╔══
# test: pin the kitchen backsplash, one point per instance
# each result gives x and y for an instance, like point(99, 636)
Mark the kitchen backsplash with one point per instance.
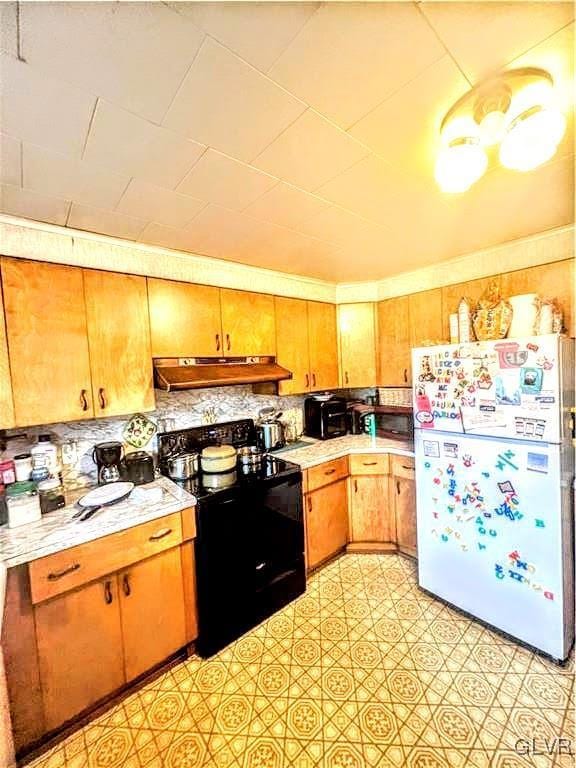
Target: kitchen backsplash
╚══
╔══
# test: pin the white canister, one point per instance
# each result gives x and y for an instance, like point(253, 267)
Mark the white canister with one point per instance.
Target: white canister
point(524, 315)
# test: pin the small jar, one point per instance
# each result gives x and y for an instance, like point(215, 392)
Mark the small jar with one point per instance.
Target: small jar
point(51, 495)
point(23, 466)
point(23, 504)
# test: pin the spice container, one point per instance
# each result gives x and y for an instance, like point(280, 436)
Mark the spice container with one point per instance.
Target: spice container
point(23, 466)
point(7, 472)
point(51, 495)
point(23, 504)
╚══
╔══
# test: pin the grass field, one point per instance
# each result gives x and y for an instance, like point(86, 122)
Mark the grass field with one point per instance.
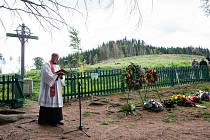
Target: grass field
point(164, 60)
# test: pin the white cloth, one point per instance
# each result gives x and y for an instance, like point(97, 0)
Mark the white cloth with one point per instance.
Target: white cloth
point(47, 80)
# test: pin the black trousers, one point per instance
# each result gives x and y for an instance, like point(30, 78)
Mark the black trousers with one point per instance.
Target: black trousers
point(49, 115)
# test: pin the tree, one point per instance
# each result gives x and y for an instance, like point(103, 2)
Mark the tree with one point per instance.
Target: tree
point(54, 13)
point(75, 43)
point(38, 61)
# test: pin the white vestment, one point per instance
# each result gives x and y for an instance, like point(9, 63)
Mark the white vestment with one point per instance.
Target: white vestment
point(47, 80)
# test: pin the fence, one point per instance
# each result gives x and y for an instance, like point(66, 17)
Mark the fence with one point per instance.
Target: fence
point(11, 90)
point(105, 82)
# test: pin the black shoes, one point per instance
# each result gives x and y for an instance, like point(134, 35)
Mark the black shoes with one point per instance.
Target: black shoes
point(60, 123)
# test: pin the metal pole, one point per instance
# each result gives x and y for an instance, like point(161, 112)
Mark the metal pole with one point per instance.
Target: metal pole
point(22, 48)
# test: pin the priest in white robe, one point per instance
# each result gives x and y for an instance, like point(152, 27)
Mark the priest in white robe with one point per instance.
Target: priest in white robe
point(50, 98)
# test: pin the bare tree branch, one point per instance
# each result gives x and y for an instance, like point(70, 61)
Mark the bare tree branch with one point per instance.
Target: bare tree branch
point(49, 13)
╚══
-- Exercise aim --
Give only the lines from the one holding "like point(9, 63)" through the one holding "Mark the black shoes", each restated exactly as it appears above.

-- Written answer --
# each result gives x and y for an instance, like point(9, 63)
Mark the white vestment with one point per instance.
Target: white vestment
point(47, 80)
# test: pin the fence, one point per instance
# each result gives x and y for an instance, like point(66, 17)
Mark the fence with one point per instance.
Target: fence
point(11, 90)
point(105, 82)
# test: pin the black shoes, one point per instance
# each result gives x and y for an instance, like point(134, 35)
Mark the black shoes with one point per instance.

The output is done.